### Records supplied

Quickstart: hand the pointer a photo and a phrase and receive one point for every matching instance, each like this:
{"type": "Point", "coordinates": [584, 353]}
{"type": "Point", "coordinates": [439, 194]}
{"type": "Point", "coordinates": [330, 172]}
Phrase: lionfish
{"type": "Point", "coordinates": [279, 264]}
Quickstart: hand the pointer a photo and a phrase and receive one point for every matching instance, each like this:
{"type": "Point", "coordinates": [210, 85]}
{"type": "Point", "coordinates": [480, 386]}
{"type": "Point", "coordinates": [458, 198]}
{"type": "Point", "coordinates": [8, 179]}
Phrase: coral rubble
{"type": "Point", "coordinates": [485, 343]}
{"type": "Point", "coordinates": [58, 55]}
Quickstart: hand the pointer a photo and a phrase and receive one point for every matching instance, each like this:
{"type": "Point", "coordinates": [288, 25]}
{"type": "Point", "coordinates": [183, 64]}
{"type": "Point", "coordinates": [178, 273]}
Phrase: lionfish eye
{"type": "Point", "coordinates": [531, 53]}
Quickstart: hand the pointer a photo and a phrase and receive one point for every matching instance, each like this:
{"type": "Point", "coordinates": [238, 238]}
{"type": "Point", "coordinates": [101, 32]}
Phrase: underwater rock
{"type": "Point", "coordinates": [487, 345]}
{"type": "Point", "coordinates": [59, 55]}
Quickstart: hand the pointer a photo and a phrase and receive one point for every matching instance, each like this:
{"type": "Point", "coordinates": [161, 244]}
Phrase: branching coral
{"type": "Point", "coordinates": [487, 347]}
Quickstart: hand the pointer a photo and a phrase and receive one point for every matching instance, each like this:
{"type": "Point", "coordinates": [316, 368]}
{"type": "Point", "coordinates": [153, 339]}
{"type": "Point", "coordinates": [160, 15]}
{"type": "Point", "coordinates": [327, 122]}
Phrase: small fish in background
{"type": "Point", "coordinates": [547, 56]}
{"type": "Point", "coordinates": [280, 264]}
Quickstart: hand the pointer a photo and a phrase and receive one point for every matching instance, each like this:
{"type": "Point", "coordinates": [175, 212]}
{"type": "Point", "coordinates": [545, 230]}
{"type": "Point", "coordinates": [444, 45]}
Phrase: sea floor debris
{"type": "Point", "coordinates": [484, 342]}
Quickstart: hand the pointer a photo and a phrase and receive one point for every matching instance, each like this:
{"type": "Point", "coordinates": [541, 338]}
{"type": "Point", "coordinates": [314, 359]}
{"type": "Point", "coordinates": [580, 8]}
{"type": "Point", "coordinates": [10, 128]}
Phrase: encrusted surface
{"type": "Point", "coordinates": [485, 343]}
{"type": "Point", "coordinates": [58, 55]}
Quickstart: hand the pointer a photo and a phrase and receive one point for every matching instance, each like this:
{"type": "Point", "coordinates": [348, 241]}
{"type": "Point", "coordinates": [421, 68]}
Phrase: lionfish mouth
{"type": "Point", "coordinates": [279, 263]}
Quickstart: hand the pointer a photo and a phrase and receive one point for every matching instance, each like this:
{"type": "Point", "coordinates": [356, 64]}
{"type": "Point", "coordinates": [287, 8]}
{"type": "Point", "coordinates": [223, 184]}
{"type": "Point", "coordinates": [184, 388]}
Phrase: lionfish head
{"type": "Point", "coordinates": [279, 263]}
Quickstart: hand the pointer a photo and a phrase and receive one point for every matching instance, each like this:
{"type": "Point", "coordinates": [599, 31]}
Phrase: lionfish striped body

######

Nothing should be left out when the listing is retyped exactly.

Quickstart: hand the pointer a photo and a phrase and receive one point for every matching instance, each like this:
{"type": "Point", "coordinates": [584, 353]}
{"type": "Point", "coordinates": [439, 194]}
{"type": "Point", "coordinates": [330, 172]}
Phrase: lionfish
{"type": "Point", "coordinates": [279, 264]}
Quickstart: hand the pointer a photo and a phrase and receive one point for every matching instance, each like this:
{"type": "Point", "coordinates": [210, 85]}
{"type": "Point", "coordinates": [480, 386]}
{"type": "Point", "coordinates": [458, 198]}
{"type": "Point", "coordinates": [8, 179]}
Phrase: coral rubble
{"type": "Point", "coordinates": [485, 343]}
{"type": "Point", "coordinates": [58, 55]}
Quickstart: hand the pointer a photo and a phrase and receive one point for every matching instance, each like this:
{"type": "Point", "coordinates": [288, 25]}
{"type": "Point", "coordinates": [183, 64]}
{"type": "Point", "coordinates": [178, 273]}
Phrase: lionfish eye
{"type": "Point", "coordinates": [531, 53]}
Quickstart: hand the pointer a photo and a phrase and receive one point for every matching instance, each like this:
{"type": "Point", "coordinates": [238, 238]}
{"type": "Point", "coordinates": [101, 32]}
Phrase: underwater rock
{"type": "Point", "coordinates": [487, 345]}
{"type": "Point", "coordinates": [59, 55]}
Quickstart: hand the pointer a photo and a phrase and receive one point for every matching instance, each like this:
{"type": "Point", "coordinates": [161, 244]}
Phrase: branching coral
{"type": "Point", "coordinates": [487, 347]}
Quickstart: hand the pointer a photo and a phrase and receive one point for every matching instance, each like this:
{"type": "Point", "coordinates": [316, 368]}
{"type": "Point", "coordinates": [153, 339]}
{"type": "Point", "coordinates": [160, 15]}
{"type": "Point", "coordinates": [327, 122]}
Phrase: small fish in background
{"type": "Point", "coordinates": [547, 56]}
{"type": "Point", "coordinates": [280, 264]}
Quickstart: hand the pointer a photo and a phrase and receive one point for every matching instance, each like this:
{"type": "Point", "coordinates": [175, 212]}
{"type": "Point", "coordinates": [545, 230]}
{"type": "Point", "coordinates": [444, 45]}
Phrase: sea floor debris
{"type": "Point", "coordinates": [484, 342]}
Quickstart: hand the pointer a photo and a phrase and receive one point for every matching instance, each like this:
{"type": "Point", "coordinates": [541, 338]}
{"type": "Point", "coordinates": [314, 359]}
{"type": "Point", "coordinates": [580, 8]}
{"type": "Point", "coordinates": [10, 128]}
Phrase: encrusted surface
{"type": "Point", "coordinates": [485, 343]}
{"type": "Point", "coordinates": [58, 55]}
Quickstart: hand the pointer a photo and a phrase and receive one point for every matching instance, each like this:
{"type": "Point", "coordinates": [348, 241]}
{"type": "Point", "coordinates": [421, 68]}
Phrase: lionfish mouth
{"type": "Point", "coordinates": [279, 263]}
Quickstart: hand the pointer a photo and a phrase and receive one point for every matching instance, each like this:
{"type": "Point", "coordinates": [356, 64]}
{"type": "Point", "coordinates": [287, 8]}
{"type": "Point", "coordinates": [223, 184]}
{"type": "Point", "coordinates": [184, 388]}
Phrase: lionfish head
{"type": "Point", "coordinates": [279, 263]}
Quickstart: hand the pointer a photo and a phrase and receive one point for every matching instance, each like this:
{"type": "Point", "coordinates": [599, 31]}
Phrase: lionfish striped body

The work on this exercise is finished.